- Soal yang Diberikan 1
Tentukan apakah setiap pernyataan berikut sesuai dengan kutipan tentang kepemimpinan Bung Tomo. Jawab ya atau tidak, lalu kutip persis kata-kata dari kutipan itu yang menentukan jawabannya: (a) Pidato Bung Tomo disiarkan oleh RRI Surabaya pada bulan November 1945. (b) Pertempuran di Surabaya berlangsung selama tiga hari. (c) Surabaya sekarang populer dengan sebutan Kota Pahlawan.

- Kutipan Bacaan
──────────────────────────────

KEPEMIMPINAN PEMIMPIN NASIONAL INDONESIA [SOETOMO (BUNG TOMO)]

KEPEMIMPINAN PEMIMPIN NASIONAL INDONESIA [SOETOMO (BUNG TOMO)]

Oleh: Prabowo Subianto [diambil dari Buku: Catatan Kepemimpinan Militer dari Pengalaman Bab I]

Ketika Rakyat Surabaya menerima ultimatum dari pasukan Inggris, Bung Tomo merespons dengan teriakan keras: ‘Allahuakbar’ (Allah Maha Besar) dan ‘Merdeka atau mati’.

Kualitas kepemimpinan Bung Tomo bisa dirasakan melalui pidatonya yang disiarkan oleh RRI Surabaya pada bulan November 1945. Kabarnya, pidato ini disiarkan terus-menerus sampai pemuda Surabaya meraih kemenangan melawan Pasukan Sekutu. Mungkin tanpa pidato ini dan keterampilan Bung Tomo sebagai seorang orator, Indonesia tidak akan menjadi bangsa merdeka seperti sekarang.

Pada tanggal 10 November 1945, dan selama sepuluh hari berikutnya, rakyat Surabaya bertempur dalam pertempuran sengit di dan sekitar Surabaya, yang sekarang populer dengan sebutan Kota Pahlawan.

Ketika membaca tentang catatan sejarah hari-hari itu, seseorang tidak bisa tidak merasa kagum dan bangga.

──────────────────────────────

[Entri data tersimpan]
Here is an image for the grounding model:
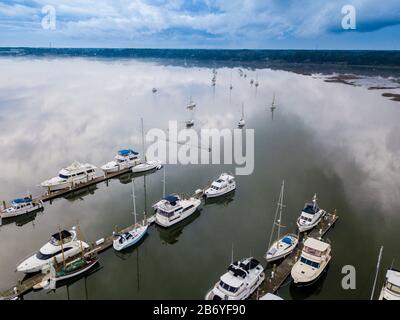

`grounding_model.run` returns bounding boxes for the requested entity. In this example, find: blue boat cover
[12,197,32,204]
[118,149,139,157]
[282,237,292,245]
[163,195,179,204]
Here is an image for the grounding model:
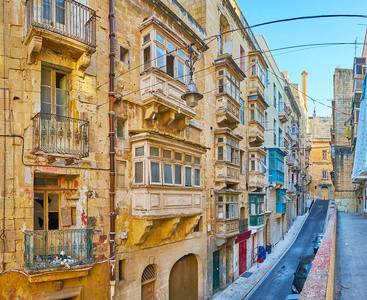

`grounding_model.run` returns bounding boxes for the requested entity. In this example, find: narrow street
[245,200,329,300]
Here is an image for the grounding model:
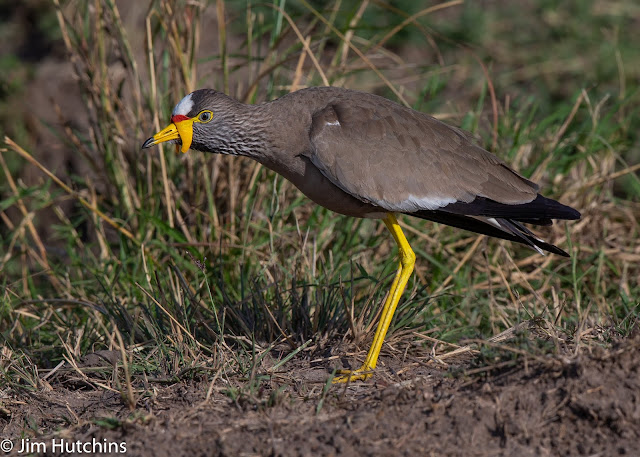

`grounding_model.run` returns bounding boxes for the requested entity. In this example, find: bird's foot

──────────────────────────────

- Soal yang Diberikan 2
Salin ulang semua baris entri data tersimpan di atas tanpa mengubah apa pun, tetapi jangan sertakan gambarnya.

- Hasil Akhir 1
(a) Ya: "pidatonya yang disiarkan oleh RRI Surabaya pada bulan November 1945"
(b) Tidak: "Pada tanggal 10 November 1945, dan selama sepuluh hari berikutnya"
(c) Ya: "yang sekarang populer dengan sebutan Kota Pahlawan"

- Hasil Akhir 2
Here is an image for the grounding model:

`grounding_model.run` returns bounding boxes for the requested entity. In this example, find: blue boat cover
[12,197,32,204]
[118,149,139,157]
[282,237,292,245]
[163,195,179,204]
Here is an image for the grounding model:

`grounding_model.run` returns bounding boxes for the requested entity. In this example, find: narrow street
[245,200,329,300]
Here is an image for the grounding model:

`grounding_model.run` returns bounding boxes for the requested entity. In this example, find: bird's foot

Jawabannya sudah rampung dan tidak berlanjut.